* _OBJECTIVE_:
Answer these questions using the holiday letter below:
1. To which city and state is the family moving in 2012?
2. What grade did C start this year?
3. What was D selected for this year?

St. Nikolaus on the Christmas Train.
Dear friends, 
2011 has been a good year for us.  The big news is that it's also been our last year in Europe and we move back to the states in March of 2012.  We're going back from whence we came, to Warner Robins, Georgia.  We are excited to be back in the South with its mild weather and plentiful sunshine. As you might imagine the details of moving are threatening to overrun the Holiday season, but for the most part I'm successfully keeping them in a box until the New Year.

We've been so fortunate to be able to do oodles of traveling while living here, most of which you can read about by clicking the country categories on this site's navigation bar, so I won't rehash them here. (I am admittedly months behind in the travel blogging department.  I usually get caught up in the Winter when the weather is so totally nasty that  there's nothing more appealing than to sit inside at your computer, so if you're interested in our ramblings, be sure to check back.)

As far as how life goes when we aren't out seeing the sights....

The boys are 6 and 3.  C started first grade this year. And he loves it.  It was a bit of a transition at first as this is his first year in a traditional classroom, but he's taken to it well and I'm frequently amazed at both the depth and breadth of what he learns at school.  He's at a DOD elementary school in a very small class with a supremely dedicated teacher.  I think we've been spoiled, for sure!  Here's hoping our tansition into the Georgia school system goes smoothly.

This is B's second year in the German kindergarten and he continues to do well there.  He'll frequently announce to me that when he's at kindergarten he's a German kid and when he's at home, he's an American kid.  We're undecided if, when, or where he'll be doing any kind of preschool stateside, but I'm envisioning having to explain to him that he is actually an American kid, 24-7.

D stays busy at work. Which is about all I can say about that, here. He was selected for Major this year and in between his stints here and there "saving" the world is one class away from finishing his Master's degree. We're proud of all his hard work.

As for me, I manage to keep busy with all the typical SAHM things: volunteering at the elementary school, coffee with friends, playdates with pals, and when the weather's nice long walks and bike rides over the beautiful (but sometimes smelly) farm fields.  I'm basically simply trying to soak up every last ounce of atmosphere before we leave.   While I look forward to being back in the USA and  having Publix and Target around the corner and to being able to complete a (as in ONE) load of laundry in under 4 hours, I love village life.  I love being able to ride my bike to anywhere I need to go and am not at all looking forward to reacclimating to suburban sprawl.

[Part of a data file]
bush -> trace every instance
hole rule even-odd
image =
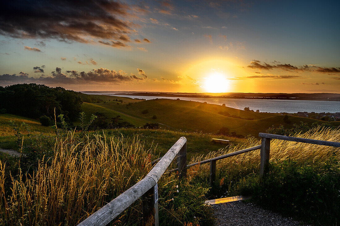
[[[144,129],[158,129],[159,127],[159,125],[157,123],[147,123],[143,126]]]
[[[221,134],[224,136],[228,136],[229,135],[229,132],[230,129],[227,127],[222,127],[218,131],[219,134]]]
[[[325,162],[301,163],[290,160],[270,166],[260,183],[253,174],[241,180],[236,190],[252,195],[256,202],[271,209],[322,225],[340,221],[340,169],[331,157]]]
[[[44,126],[49,126],[51,125],[51,119],[45,115],[40,116],[39,120],[41,125]]]

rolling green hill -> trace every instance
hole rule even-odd
[[[117,105],[117,103],[116,102],[115,102],[115,104]],[[92,114],[98,112],[104,113],[106,117],[107,118],[108,122],[111,121],[111,118],[115,118],[117,115],[119,115],[120,116],[120,118],[123,120],[128,122],[137,127],[143,125],[147,122],[150,122],[149,121],[142,118],[128,115],[123,113],[118,112],[114,110],[94,104],[87,103],[83,103],[83,104],[82,105],[82,111],[85,112],[86,116],[86,120],[87,121],[89,120]],[[76,125],[78,124],[77,122],[78,122],[75,123],[75,124]]]
[[[257,137],[272,125],[283,125],[290,128],[294,123],[303,121],[308,123],[323,121],[295,116],[289,116],[290,123],[283,120],[284,116],[278,114],[247,111],[223,106],[196,102],[168,99],[156,99],[137,103],[100,103],[95,104],[119,112],[144,120],[167,125],[170,128],[184,131],[215,133],[222,127],[246,136]],[[224,112],[224,115],[221,114]],[[226,116],[227,112],[230,116]],[[144,113],[144,114],[143,114]],[[153,119],[156,116],[156,119]],[[236,118],[235,118],[236,117]],[[340,125],[340,122],[332,123]]]

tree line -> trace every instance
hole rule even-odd
[[[34,119],[45,115],[54,119],[62,114],[76,120],[83,103],[78,93],[62,87],[53,88],[35,83],[0,86],[0,109],[6,112]]]

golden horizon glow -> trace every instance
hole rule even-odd
[[[229,82],[225,76],[214,72],[205,78],[204,88],[209,92],[226,92],[229,88]]]

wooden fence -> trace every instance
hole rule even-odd
[[[109,223],[138,198],[141,197],[143,203],[143,225],[157,226],[158,224],[157,182],[165,172],[178,171],[178,179],[186,176],[187,169],[190,167],[209,162],[210,164],[209,182],[213,186],[216,175],[216,162],[225,158],[260,149],[260,176],[262,178],[267,172],[269,163],[270,140],[278,139],[296,142],[340,147],[340,143],[318,140],[312,140],[293,137],[260,133],[261,145],[240,150],[226,155],[187,165],[187,139],[180,138],[163,157],[151,163],[155,164],[149,173],[142,180],[130,188],[118,197],[97,210],[81,223],[78,226],[105,225]],[[166,172],[175,157],[177,156],[178,168]],[[158,162],[156,164],[156,163]],[[155,196],[156,198],[155,198]]]

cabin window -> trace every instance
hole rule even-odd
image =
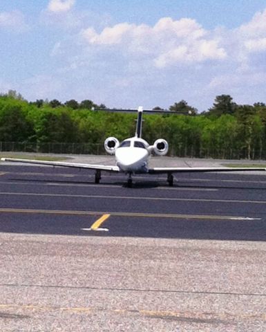
[[[139,140],[135,140],[134,142],[134,147],[141,147],[142,149],[146,149],[144,143],[142,143],[142,142],[140,142]]]
[[[131,143],[131,141],[130,140],[124,140],[120,145],[119,147],[130,147],[130,143]]]

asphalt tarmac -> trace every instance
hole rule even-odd
[[[1,331],[265,331],[266,174],[0,164]]]

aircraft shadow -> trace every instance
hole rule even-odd
[[[29,182],[29,183],[61,183],[64,185],[95,185],[95,183],[93,181],[69,181],[69,180],[56,180],[55,179],[32,179],[32,178],[10,178],[10,181],[18,181],[18,182]],[[144,188],[154,188],[154,187],[169,187],[169,185],[166,183],[166,181],[135,181],[133,182],[132,186],[129,186],[126,183],[126,181],[112,181],[106,182],[102,181],[100,183],[97,184],[97,185],[99,187],[101,185],[108,186],[110,185],[111,187],[117,186],[117,187],[123,187],[125,188],[129,189],[144,189]],[[193,183],[186,185],[184,183],[180,183],[178,182],[174,183],[173,187],[171,188],[195,188],[195,189],[240,189],[240,190],[266,190],[266,185],[263,187],[262,186],[249,186],[248,185],[245,186],[242,185],[206,185],[204,183],[197,185],[193,185]]]
[[[111,216],[102,225],[108,232],[88,230],[96,216],[1,213],[0,232],[122,237],[154,239],[266,241],[265,216],[261,220],[204,220]],[[102,227],[102,226],[101,226]]]

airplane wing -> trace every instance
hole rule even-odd
[[[25,163],[28,164],[44,165],[48,166],[60,166],[64,167],[84,168],[86,169],[98,169],[99,171],[107,171],[119,172],[117,166],[109,166],[105,165],[79,164],[75,163],[64,163],[61,161],[44,161],[34,160],[31,159],[18,159],[15,158],[1,158],[2,161],[10,161],[12,163]]]
[[[193,173],[218,172],[247,172],[266,171],[266,168],[259,167],[154,167],[149,169],[150,174],[163,173]]]

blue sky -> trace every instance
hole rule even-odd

* _TASK RESPONSE_:
1. Warner Robins, Georgia
2. First grade
3. Major